## Start
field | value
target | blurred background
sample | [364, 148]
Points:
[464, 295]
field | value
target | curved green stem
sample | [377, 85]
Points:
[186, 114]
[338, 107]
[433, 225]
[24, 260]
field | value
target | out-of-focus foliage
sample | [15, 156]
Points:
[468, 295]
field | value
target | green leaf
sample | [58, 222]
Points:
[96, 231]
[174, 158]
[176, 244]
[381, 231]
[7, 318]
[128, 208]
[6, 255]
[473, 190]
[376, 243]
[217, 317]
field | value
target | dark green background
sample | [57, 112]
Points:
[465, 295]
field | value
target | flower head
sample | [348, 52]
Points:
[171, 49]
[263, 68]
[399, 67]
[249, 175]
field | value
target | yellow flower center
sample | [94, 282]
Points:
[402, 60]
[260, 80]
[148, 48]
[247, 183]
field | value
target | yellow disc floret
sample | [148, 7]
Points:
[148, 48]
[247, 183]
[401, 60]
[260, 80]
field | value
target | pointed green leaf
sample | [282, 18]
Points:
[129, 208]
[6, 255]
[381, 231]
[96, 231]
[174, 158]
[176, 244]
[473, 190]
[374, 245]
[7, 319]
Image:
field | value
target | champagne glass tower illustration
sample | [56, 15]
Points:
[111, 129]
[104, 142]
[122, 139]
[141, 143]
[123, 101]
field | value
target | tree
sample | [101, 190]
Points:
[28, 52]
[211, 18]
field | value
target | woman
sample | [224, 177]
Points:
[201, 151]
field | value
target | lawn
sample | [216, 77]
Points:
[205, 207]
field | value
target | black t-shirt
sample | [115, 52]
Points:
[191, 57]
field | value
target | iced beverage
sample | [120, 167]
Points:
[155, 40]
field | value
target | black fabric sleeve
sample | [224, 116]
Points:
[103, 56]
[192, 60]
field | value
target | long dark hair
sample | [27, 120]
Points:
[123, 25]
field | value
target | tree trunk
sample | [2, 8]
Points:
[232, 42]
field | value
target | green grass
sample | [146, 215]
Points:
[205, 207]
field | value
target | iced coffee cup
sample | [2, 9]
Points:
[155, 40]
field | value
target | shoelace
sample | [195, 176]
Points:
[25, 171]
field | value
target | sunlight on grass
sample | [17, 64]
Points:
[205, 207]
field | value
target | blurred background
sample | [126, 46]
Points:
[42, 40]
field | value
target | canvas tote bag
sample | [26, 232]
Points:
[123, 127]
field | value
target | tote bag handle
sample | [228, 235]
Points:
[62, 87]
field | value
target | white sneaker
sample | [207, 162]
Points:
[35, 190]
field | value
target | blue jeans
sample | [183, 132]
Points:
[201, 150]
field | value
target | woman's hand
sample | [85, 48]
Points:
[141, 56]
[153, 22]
## End
Aim of the exercise>
Pull out each line in the entries above that contains the word "grass". The match is case-sensitive.

Full answer>
target | green grass
target | sunlight on grass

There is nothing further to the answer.